● **Consigne écrite 1**: Veuillez extraire de la critique du film L'écume des jours le passage qui va de « CinémaCritiques de films » jusqu'à « de la littérature. » inclus, sans rien y modifier.
● **Consigne écrite 2**: D'après la critique du film L'écume des jours, quels acteurs interprètent Colin et Chloé ?

● **Texte du document**:
....

CinémaCritiques de films
Crédit photo : Les Films Séville
S’attaquer à un classique est toujours chose délicate et c’est d’autant plus alarmant lorsqu’on ose toucher à une œuvre aussi complexe et appréciée que L’écume des jours de Boris Vian. Pour ceux qui ne seraient pas familiers avec le bouquin, au-delà de l’histoire d’amour condamnée de Colin (Romain Duris) et Chloé (Audrey Tautou), il y a toute une virtuosité d’écriture qui prend place au fil des pages. Vian joue avec les mots, les expressions et les sens, tout en construisant un imaginaire dépassant le réel et le possible pour accoucher d’un véritable monument de la littérature.
Habitué des univers usant du réel pour basculer vers quelque chose de complètement bricolé, Gondry continue d’utiliser ses effets spéciaux faits maison pour multiplier habilement les trouvailles, afin de créer un festin qui est d’abord et avant tout visuel. Qu’on se le tienne pour dit, pendant deux heures, l’œil se régale. Avec les milliards d’effets qu’on ne s’explique que difficilement, on ne sait plus où donner de la tête, alors que l’inventivité fourmille dans chaque recoin et qu’à l’instar de Vian, on se permet de jouer avec les mots pour les imager des façons les plus tordues possible. Entre le théâtre et le cinéma, le cinéaste, en maîtrise exceptionnelle de ses moyens, fait usage des médiums pour les virer à son avantage et faire de la musique, des images et des couleurs ses alliés. La direction photo, sans trop en dire, joue d’ailleurs un rôle décisif dans la gradation (ou dégradation) du récit.

....

● **Données fournies**:
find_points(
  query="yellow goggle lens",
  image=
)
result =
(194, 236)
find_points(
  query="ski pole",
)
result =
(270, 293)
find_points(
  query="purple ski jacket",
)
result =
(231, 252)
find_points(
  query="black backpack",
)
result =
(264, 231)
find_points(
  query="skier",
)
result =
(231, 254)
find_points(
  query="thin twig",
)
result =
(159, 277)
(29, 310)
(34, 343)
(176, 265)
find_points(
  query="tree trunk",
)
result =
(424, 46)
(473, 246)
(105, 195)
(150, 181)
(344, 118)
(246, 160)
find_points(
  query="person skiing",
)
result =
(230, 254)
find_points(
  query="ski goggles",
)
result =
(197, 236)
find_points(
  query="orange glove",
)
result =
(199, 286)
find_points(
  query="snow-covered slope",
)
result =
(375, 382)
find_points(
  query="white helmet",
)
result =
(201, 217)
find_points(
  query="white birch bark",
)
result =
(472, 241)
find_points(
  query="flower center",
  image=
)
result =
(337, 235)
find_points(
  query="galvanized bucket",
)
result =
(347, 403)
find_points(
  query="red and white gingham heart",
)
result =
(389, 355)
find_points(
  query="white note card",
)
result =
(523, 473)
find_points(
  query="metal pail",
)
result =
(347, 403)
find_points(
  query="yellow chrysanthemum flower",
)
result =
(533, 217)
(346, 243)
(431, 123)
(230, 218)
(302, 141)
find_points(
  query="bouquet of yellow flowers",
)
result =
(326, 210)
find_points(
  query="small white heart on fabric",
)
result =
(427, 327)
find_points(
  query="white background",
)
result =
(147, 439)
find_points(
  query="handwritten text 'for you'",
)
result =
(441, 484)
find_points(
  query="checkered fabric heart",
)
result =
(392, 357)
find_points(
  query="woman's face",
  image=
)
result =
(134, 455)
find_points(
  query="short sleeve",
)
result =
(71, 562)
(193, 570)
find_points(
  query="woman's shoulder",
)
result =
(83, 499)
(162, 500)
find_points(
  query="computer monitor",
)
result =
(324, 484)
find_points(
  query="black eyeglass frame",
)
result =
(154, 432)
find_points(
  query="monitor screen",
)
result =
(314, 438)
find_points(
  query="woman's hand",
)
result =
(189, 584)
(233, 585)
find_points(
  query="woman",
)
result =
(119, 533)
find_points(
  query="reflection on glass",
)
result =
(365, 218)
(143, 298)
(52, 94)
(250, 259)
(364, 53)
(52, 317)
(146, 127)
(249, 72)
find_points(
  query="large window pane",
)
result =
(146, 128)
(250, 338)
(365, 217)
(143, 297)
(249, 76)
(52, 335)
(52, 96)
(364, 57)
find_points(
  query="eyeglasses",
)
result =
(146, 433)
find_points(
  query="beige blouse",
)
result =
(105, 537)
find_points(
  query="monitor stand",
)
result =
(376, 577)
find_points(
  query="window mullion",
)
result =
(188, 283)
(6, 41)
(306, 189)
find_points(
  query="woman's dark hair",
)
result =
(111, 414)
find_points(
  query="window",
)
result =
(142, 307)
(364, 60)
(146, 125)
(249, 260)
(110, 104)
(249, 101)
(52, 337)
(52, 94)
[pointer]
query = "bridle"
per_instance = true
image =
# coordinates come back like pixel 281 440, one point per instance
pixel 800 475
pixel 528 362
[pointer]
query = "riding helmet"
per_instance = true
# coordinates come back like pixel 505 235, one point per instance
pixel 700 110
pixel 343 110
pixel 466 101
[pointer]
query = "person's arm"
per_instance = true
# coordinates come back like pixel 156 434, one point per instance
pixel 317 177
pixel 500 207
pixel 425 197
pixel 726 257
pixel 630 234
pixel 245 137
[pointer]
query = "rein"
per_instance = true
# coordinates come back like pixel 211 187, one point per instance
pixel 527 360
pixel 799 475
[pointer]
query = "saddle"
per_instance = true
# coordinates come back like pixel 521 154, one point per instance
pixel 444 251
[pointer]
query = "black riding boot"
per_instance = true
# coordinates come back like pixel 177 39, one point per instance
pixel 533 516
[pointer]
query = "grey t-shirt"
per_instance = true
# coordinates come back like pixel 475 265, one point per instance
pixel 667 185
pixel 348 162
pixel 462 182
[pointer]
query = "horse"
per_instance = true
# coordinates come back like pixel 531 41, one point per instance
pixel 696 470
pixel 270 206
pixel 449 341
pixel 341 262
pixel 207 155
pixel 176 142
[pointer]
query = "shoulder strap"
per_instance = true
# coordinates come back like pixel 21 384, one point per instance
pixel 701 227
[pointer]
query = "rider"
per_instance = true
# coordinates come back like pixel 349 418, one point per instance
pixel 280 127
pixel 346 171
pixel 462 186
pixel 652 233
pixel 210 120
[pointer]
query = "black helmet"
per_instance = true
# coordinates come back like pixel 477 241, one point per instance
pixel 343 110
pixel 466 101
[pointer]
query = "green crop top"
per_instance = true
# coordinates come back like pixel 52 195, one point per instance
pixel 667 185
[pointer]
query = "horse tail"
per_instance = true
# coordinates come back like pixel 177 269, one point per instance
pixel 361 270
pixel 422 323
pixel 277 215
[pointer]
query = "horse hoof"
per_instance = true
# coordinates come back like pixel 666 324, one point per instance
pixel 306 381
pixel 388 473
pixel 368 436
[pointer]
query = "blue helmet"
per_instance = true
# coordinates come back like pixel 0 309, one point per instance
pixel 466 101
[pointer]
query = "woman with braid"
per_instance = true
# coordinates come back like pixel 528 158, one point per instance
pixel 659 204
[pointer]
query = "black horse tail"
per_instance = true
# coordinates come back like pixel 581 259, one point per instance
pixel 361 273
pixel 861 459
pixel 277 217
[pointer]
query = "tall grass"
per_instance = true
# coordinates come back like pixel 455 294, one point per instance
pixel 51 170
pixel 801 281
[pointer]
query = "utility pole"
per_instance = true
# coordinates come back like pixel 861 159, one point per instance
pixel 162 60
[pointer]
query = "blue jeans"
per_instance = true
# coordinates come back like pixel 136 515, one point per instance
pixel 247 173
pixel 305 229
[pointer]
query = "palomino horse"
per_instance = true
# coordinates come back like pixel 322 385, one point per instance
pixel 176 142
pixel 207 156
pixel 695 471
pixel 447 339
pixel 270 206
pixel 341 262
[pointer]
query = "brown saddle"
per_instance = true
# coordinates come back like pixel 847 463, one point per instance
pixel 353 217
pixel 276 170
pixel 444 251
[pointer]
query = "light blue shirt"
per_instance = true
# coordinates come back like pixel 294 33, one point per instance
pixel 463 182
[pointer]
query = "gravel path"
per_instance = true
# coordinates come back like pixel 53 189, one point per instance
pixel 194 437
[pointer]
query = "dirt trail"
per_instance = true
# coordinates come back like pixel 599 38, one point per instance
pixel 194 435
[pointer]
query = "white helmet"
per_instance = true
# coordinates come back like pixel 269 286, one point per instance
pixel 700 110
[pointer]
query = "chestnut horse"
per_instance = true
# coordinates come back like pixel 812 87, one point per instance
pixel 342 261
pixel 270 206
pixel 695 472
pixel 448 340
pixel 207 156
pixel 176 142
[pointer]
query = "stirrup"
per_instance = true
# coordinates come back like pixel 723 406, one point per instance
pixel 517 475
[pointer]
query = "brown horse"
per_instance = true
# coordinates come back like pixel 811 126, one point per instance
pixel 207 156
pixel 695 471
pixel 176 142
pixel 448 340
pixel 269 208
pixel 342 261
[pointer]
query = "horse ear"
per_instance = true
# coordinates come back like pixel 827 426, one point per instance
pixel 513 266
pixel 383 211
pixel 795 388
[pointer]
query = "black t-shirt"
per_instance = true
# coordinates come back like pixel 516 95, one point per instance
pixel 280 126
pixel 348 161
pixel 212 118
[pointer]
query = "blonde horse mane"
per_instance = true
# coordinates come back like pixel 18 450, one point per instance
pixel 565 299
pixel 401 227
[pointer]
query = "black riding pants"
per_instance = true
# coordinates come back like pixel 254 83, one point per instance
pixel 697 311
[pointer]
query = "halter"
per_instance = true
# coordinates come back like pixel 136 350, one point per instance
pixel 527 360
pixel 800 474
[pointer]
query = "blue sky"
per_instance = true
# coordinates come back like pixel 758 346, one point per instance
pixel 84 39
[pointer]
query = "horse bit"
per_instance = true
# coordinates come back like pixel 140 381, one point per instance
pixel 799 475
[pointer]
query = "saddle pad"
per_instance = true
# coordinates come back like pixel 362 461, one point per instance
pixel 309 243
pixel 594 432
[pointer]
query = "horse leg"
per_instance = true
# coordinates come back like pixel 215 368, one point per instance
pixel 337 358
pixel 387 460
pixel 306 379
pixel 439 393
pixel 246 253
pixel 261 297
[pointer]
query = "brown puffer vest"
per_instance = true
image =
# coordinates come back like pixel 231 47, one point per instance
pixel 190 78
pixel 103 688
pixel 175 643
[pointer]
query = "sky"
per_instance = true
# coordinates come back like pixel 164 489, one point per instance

....

● **Corrigé de l'exercice 1**:
CinémaCritiques de films
Crédit photo : Les Films Séville
S’attaquer à un classique est toujours chose délicate et c’est d’autant plus alarmant lorsqu’on ose toucher à une œuvre aussi complexe et appréciée que L’écume des jours de Boris Vian. Pour ceux qui ne seraient pas familiers avec le bouquin, au-delà de l’histoire d’amour condamnée de Colin (Romain Duris) et Chloé (Audrey Tautou), il y a toute une virtuosité d’écriture qui prend place au fil des pages. Vian joue avec les mots, les expressions et les sens, tout en construisant un imaginaire dépassant le réel et le possible pour accoucher d’un véritable monument de la littérature.

● **Corrigé de l'exercice 2**: Colin est interprété par Romain Duris et Chloé par Audrey Tautou.